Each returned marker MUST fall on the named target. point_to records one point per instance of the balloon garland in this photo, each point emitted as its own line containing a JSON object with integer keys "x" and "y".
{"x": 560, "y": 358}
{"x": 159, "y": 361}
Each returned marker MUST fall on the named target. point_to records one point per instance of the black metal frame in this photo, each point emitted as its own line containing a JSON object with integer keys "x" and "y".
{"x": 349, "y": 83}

────────────────────

- **WHAT TO WORK ON**
All of the entries above, written out exactly, make up the reply.

- **COMPLETED TASK**
Each returned marker MUST fall on the named target. point_to records one point per instance of the balloon garland in this photo, each point emitted as its own line containing a JSON object with integer keys "x" and "y".
{"x": 560, "y": 358}
{"x": 159, "y": 361}
Each returned marker MUST fall on the named target. point_to records one point per instance of the black metal frame in this photo, each point emitted as its own line containing a JSON object with integer keys "x" and "y".
{"x": 349, "y": 83}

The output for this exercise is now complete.